- _Material for the task_
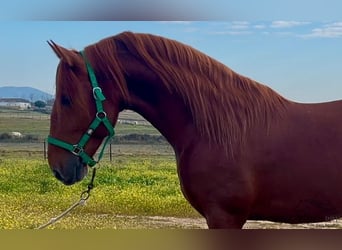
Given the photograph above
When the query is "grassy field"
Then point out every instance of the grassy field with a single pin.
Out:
(129, 186)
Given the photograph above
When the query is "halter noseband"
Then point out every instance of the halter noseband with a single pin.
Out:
(101, 117)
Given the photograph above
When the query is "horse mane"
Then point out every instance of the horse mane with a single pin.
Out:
(224, 105)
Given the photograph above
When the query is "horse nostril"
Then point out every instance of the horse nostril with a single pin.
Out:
(57, 175)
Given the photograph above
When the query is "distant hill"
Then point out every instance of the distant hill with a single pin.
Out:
(28, 93)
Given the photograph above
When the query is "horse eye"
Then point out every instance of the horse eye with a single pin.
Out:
(65, 101)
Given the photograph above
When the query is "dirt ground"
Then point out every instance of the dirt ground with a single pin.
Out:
(199, 223)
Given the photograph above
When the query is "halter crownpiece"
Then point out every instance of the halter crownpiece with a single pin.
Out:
(100, 117)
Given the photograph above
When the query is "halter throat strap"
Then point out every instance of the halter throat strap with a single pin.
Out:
(100, 118)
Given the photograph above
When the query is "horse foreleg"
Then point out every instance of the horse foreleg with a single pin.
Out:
(219, 218)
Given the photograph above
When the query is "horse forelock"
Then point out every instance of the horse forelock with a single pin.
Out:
(224, 105)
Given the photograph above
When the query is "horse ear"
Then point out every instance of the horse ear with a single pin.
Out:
(63, 53)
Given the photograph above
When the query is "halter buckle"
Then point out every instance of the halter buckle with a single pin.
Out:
(77, 149)
(97, 94)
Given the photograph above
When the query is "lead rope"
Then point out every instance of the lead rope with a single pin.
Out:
(83, 198)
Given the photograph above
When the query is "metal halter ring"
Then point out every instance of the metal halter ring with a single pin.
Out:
(101, 115)
(94, 92)
(77, 150)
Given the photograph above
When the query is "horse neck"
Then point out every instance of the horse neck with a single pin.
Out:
(165, 111)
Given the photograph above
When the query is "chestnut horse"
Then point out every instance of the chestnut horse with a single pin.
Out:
(243, 152)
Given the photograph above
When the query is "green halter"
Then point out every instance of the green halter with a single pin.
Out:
(101, 117)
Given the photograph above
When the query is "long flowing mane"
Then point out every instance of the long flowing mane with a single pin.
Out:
(223, 104)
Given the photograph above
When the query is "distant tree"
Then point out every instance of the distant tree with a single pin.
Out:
(39, 104)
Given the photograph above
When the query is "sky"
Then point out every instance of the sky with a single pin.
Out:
(300, 59)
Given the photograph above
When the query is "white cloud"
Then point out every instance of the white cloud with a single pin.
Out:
(259, 26)
(240, 25)
(332, 30)
(287, 24)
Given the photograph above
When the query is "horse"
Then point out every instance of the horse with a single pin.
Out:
(243, 151)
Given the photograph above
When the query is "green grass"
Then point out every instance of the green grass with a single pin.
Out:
(130, 186)
(141, 181)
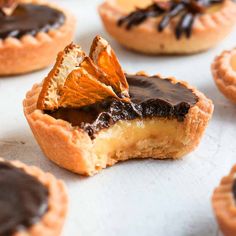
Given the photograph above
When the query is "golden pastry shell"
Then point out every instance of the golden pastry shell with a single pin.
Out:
(30, 53)
(71, 148)
(51, 223)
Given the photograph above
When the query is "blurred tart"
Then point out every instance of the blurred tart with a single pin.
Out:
(32, 202)
(224, 73)
(87, 114)
(224, 204)
(168, 27)
(32, 35)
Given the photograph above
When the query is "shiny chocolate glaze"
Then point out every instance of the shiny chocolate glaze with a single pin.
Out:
(187, 10)
(150, 97)
(23, 200)
(30, 19)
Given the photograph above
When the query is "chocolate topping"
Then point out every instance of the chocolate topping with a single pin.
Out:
(30, 19)
(150, 97)
(187, 10)
(23, 200)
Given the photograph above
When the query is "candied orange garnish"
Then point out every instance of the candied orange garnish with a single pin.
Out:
(104, 57)
(82, 89)
(77, 80)
(67, 60)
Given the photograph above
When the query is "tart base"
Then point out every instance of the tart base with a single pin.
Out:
(208, 31)
(159, 138)
(51, 223)
(31, 53)
(224, 205)
(224, 74)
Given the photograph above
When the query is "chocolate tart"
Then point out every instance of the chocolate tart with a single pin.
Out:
(147, 117)
(32, 202)
(224, 204)
(31, 37)
(169, 27)
(224, 74)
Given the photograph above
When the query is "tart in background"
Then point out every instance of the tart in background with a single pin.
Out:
(223, 202)
(32, 35)
(224, 73)
(32, 202)
(87, 114)
(168, 27)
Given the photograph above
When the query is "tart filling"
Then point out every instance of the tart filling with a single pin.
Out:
(149, 97)
(29, 18)
(87, 114)
(23, 199)
(185, 11)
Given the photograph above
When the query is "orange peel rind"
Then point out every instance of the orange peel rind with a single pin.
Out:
(77, 80)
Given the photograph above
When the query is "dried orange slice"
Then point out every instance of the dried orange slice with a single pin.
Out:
(67, 61)
(77, 80)
(8, 6)
(82, 89)
(104, 57)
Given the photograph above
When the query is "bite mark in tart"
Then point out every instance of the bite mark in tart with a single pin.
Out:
(32, 35)
(224, 73)
(169, 27)
(32, 202)
(223, 202)
(135, 116)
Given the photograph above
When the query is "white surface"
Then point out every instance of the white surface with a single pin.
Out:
(141, 198)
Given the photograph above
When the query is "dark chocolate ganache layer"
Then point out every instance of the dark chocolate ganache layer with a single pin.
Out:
(186, 10)
(30, 19)
(150, 97)
(23, 200)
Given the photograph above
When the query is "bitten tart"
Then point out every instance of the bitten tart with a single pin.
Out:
(224, 73)
(32, 35)
(223, 202)
(32, 202)
(87, 114)
(168, 27)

- _Exercise prompt_
How many lines of the material contain the string "chocolate"? Give only the number.

- _Response_
8